НАБОР ЗАДАНИЙ.
a - Перепишите дословно фрагмент отрывка о Добровольческой армии, который начинается словами, содержащими «Зарождение добровольческой армии», и заканчивается словами «ангаров для аэропланов.».
b - Напишите продолжение отрывка о Добровольческой армии, начиная сразу после его последнего предложения.

ОТРЫВОК.
--------------------

Зарождение добровольческой армии - Волков Сергей Юрьевич 38 стр.


В техническом отношении на помощь добровольцам пришли местные инженеры, а также и некоторые промышленники, во главе с упомянутым выше В. А. Лебедевым. Был образован особый военно–технический штаб. В этом штабе разработаны были проекты упрощенных способов начинки снарядов и изготовления патронов; приступили к постройке броневых поездов; ремонтировали и выпустили в исправности броневые автомобили; создавались проекты самых примитивных ангаров для аэропланов.

--------------------

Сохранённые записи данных
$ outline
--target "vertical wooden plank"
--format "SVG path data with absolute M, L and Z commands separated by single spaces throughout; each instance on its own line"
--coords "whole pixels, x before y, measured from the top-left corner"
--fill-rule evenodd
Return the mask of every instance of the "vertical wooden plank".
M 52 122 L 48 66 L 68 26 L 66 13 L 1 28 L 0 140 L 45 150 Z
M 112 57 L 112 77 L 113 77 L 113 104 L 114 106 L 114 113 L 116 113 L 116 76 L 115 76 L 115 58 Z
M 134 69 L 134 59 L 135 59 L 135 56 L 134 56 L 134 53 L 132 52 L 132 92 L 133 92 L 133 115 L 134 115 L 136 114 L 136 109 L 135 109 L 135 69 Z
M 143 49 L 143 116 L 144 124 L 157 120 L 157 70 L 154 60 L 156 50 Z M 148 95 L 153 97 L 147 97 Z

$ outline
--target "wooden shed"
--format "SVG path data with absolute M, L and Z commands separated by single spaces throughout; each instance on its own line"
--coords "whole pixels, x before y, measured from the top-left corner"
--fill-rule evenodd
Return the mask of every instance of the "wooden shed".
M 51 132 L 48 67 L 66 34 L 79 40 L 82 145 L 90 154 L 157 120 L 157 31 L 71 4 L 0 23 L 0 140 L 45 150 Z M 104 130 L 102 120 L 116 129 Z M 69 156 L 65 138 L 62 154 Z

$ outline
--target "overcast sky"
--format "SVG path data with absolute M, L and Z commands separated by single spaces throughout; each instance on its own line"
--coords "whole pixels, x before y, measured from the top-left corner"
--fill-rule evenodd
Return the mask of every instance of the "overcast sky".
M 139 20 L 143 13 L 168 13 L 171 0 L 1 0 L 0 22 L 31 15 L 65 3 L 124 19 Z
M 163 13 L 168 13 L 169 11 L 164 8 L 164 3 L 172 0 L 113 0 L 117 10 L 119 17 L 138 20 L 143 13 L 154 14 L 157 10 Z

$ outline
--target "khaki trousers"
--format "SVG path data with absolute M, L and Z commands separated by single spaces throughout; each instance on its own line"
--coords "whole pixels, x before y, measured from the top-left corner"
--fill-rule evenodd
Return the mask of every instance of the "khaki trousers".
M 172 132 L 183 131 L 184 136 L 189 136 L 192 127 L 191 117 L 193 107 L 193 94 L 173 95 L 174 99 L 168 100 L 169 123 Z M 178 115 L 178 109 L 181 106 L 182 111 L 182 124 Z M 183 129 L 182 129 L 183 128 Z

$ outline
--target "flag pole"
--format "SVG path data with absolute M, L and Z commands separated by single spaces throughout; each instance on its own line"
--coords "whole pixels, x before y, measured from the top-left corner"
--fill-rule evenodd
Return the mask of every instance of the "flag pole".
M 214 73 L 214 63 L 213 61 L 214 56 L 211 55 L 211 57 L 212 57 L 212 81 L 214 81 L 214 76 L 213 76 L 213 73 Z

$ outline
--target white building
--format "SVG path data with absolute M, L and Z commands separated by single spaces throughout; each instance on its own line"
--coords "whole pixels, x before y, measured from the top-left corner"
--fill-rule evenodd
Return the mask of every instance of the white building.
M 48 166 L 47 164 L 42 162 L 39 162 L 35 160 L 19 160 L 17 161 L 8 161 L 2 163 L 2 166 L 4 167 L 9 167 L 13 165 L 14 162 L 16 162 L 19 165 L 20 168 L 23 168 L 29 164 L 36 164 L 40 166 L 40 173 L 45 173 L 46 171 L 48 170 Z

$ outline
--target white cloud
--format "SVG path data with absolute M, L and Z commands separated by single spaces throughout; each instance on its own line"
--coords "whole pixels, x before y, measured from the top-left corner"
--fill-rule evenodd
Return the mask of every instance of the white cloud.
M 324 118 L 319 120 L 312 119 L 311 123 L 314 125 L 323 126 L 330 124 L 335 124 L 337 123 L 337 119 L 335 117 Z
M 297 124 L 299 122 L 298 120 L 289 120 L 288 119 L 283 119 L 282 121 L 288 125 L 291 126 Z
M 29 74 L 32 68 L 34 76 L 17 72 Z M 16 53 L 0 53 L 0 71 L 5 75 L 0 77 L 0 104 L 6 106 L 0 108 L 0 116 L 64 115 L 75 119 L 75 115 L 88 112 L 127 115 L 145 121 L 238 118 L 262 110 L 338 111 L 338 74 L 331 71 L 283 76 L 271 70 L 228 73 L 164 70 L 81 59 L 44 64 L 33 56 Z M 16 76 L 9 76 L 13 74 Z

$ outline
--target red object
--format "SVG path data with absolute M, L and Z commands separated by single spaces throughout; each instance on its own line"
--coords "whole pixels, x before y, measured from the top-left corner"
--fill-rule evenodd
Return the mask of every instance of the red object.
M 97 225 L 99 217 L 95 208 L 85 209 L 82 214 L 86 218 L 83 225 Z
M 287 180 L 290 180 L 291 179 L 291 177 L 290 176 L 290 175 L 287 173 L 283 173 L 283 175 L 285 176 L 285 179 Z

--------------------

РАЗОБРАННЫЕ ЗАДАНИЯ.
a -
Зарождение добровольческой армии - Волков Сергей Юрьевич 38 стр.


В техническом отношении на помощь добровольцам пришли местные инженеры, а также и некоторые промышленники, во главе с упомянутым выше В. А. Лебедевым. Был образован особый военно–технический штаб. В этом штабе разработаны были проекты упрощенных способов начинки снарядов и изготовления патронов; приступили к постройке броневых поездов; ремонтировали и выпустили в исправности броневые автомобили; создавались проекты самых примитивных ангаров для аэропланов.

b -
Первый аэроплан был приобретен особым способом. В Таганроге находился аэропланный завод В. А. Лебедева, попавший, как и все заводы того времени, в распоряжение большевистских организаций. При содействии владельца на завод поступили в качестве рабочих два офицера, летчики Гурлянд и Попов. Проработав там несколько дней, офицеры собрали аэроплан и предложили заводскому комитету проверить его сборку пробным полетом. Те согласились. Аэроплан сделал круг над Таганрогом, а затем, отсалютовав комитету, направился на восток и скоро скрылся из виду. Комитет пришел в ярость, но крыльев у них не было, и первый аэроплан благополучно спустился на луг около Хутунка, в Новочеркасске.

С приездом быховских генералов, людей знания и опыта, организация армии могла бы идти ускоренным темпом.

Начальником штаба армии был назначен опытный военный администратор генерал–лейтенант А. С. Лукомский; к сожалению, он вскоре был отправлен с особой миссией в Екатеринодар, там кубанское казачье правительство успешно еще боролось с большевистским на–пором черноморских матросов, обосновавшихся в Новороссийске. Необходимо было установить связь с Кубанью.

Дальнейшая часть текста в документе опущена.